------ PROVIDED DATA ------

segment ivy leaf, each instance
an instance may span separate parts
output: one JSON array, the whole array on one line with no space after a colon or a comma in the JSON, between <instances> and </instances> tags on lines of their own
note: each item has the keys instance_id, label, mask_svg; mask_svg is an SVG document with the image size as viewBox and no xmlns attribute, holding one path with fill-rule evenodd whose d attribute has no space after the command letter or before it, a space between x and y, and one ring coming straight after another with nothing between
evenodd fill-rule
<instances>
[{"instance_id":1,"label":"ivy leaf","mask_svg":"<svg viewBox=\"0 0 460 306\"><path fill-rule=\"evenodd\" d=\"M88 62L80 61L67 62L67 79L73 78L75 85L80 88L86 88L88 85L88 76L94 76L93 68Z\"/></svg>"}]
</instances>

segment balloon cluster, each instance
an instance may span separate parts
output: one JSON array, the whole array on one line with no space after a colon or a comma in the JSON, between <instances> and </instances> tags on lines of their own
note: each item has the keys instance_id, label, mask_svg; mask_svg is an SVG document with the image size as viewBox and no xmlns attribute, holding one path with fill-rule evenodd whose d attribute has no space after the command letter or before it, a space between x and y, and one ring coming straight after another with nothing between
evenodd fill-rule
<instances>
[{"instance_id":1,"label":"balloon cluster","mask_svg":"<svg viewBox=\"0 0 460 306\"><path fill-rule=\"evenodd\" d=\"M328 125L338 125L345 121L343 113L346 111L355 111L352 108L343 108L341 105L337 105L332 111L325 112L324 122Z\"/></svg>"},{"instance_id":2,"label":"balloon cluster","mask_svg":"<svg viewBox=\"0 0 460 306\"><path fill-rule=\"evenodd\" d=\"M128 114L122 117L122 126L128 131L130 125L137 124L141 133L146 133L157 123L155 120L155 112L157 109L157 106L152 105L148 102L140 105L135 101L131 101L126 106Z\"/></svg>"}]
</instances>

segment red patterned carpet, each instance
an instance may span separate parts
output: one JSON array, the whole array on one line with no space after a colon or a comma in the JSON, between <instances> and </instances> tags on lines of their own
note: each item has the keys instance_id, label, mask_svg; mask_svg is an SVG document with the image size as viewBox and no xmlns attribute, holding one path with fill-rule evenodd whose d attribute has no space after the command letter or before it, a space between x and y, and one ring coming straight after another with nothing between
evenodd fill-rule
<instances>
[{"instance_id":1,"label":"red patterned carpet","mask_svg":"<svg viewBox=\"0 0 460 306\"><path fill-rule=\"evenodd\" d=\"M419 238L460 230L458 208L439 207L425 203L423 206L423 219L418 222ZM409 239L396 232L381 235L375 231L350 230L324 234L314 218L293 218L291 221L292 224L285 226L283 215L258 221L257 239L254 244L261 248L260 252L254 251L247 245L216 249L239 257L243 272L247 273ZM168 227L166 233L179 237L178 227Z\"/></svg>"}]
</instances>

------

→ **TASK GOAL**: Arrange the material from the line containing "segment red patterned carpet, each instance" through the end of the material as a two-column CSV with columns named request and response. Give one row per entry, putting its text and its answer each in a single quoted field with line breaks replaced by spaces.

→ **RESULT BELOW**:
request,response
"segment red patterned carpet, each instance an instance may span separate parts output: one JSON array, the whole array on one line with no space after a colon or a comma in the JSON, between <instances> and </instances> tags on lines of their own note: each item has the keys instance_id, label, mask_svg; mask_svg is an SVG document with the image size as viewBox and no xmlns attribute, holding one path with fill-rule evenodd whose d attribute has no space after the command letter or before it, a space between x and y, and one ring coming straight after another with nothing between evenodd fill-rule","<instances> [{""instance_id"":1,""label"":""red patterned carpet"",""mask_svg"":""<svg viewBox=\""0 0 460 306\""><path fill-rule=\""evenodd\"" d=\""M419 238L460 230L458 208L439 207L425 203L423 206L423 219L418 222ZM409 239L396 232L381 235L375 231L350 230L324 234L314 218L293 218L291 221L292 224L285 226L283 215L258 221L257 239L254 244L261 248L260 252L254 251L247 245L216 249L239 257L243 272L247 273ZM168 227L166 233L179 237L178 227Z\""/></svg>""}] </instances>"